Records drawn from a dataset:
-=-=-=-=-

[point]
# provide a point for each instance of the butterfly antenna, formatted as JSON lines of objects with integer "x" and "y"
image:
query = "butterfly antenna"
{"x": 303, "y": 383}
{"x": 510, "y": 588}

-=-=-=-=-

**Exercise brief:** Which lines of the data include the string "point"? Find them and copy each one.

**Written response:**
[point]
# provide a point for each instance of the butterfly antenna, formatted as JSON lines of objects with integer "x" and "y"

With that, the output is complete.